__AIM OF THE EXERCISE__
Starting with "Amor Maclang and" and going on through "COVID-19-induced New Normal.", what does that part of the Geiser-Maclang interview read like when "couple" is swapped for "pair"?

__SELECTED PASSAGE__
Q&A with Geiser-Maclang: COVID-19 has made crisis management prominent in PR’s ‘New Normal’

Amor Maclang and Brad Geiser are the founders and the executive management leaders of Geiser-Maclang Communications Inc. (geisermaclang.com), a leading Philippine public relations and marketing company that has carved a niche in crisis management in recent years.  Both are internationally certified Enterprise Risk Management professionals. In this joint Q and A interview, the couple discusses that a discipline, once relegated as a PR emergency stopgap, is becoming an indispensable part of the industry’s COVID-19-induced New Normal.

Q:  How do you define crisis management? How different is it from enterprise risk management?

A: Risk management is figuring out in advance what is most likely to disrupt your business and how to mitigate it. Crisis is pulling you out of the fire when you guessed wrong, or what actually happened was outside of your imagined risk.

Q:  Popular convention has it that crisis management and enterprise risk management should be deployed only when the company is really going through major ordeals, e.g.  damage to credibility, loss of public trust, loss of consumers, etc. Would you agree with this statement? Why or why not?

A:  That attitude, unfortunately, is likely what got a lot of companies in that situation in the first place. It is also important to understand that Risk and Crisis Management (RIC) supercharges innovation and healthy risk-taking in companies. Without RIC, most become too risk-averse to innovate enough to survive major changes.

Q:  When do organizations need either crisis management or enterprise risk management?

A:  That choice will depend on how much disruption they want and how much money they care to spend on things outside of their business plan: The earlier companies engage in RIC thinking, the cheaper the fix that will come in the future tends to be.

Q:  How has the coronavirus crisis affected the business’ need for RIC?

A:  Now EVERYONE is in crisis. The companies that think they aren't are the ones who are actually most vulnerable. The only question is how acute your crisis is about to become.

QYou are taking the lead in this field in the Philippine public relations industry, practically sailing on uncharted waters. What were your challenges in building this particular brand of your business? What are the rewards?  What were the lessons learned?

__DATASET EXCERPTS__

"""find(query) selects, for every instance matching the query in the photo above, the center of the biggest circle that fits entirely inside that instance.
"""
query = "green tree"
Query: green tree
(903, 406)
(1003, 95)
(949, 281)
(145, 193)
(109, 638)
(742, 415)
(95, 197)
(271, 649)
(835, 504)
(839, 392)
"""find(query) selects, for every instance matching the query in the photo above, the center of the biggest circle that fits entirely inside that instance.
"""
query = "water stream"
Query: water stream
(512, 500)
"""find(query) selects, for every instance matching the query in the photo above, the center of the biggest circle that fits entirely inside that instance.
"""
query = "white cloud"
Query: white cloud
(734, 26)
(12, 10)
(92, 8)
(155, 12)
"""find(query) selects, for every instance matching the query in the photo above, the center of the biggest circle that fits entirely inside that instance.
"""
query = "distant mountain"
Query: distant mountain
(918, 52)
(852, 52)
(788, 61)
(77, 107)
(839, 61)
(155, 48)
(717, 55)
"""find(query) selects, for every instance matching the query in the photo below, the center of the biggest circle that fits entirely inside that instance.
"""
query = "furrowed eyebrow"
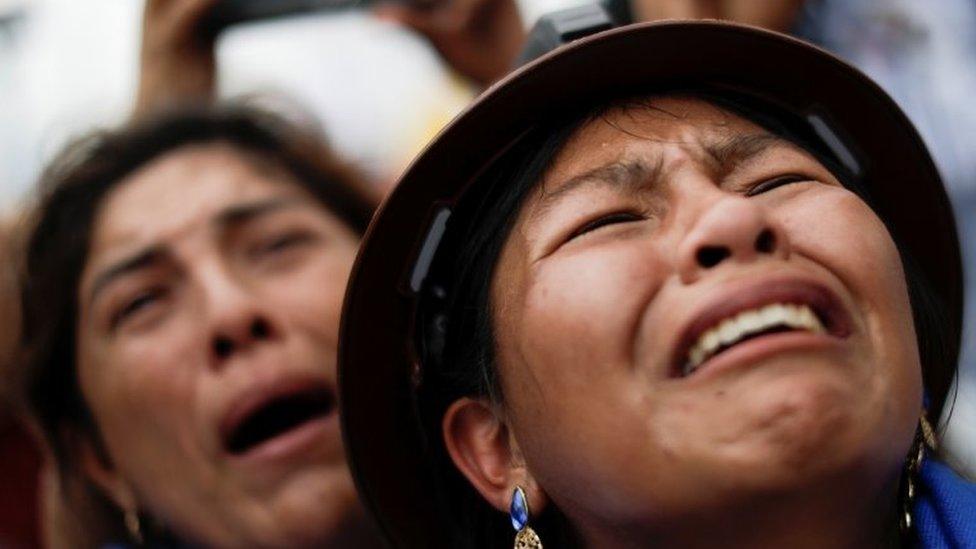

__WORKED SOLUTION__
Amor Maclang and Brad Geiser are the founders and the executive management leaders of Geiser-Maclang Communications Inc. (geisermaclang.com), a leading Philippine public relations and marketing company that has carved a niche in crisis management in recent years.  Both are internationally certified Enterprise Risk Management professionals. In this joint Q and A interview, the pair discusses that a discipline, once relegated as a PR emergency stopgap, is becoming an indispensable part of the industry’s COVID-19-induced New Normal.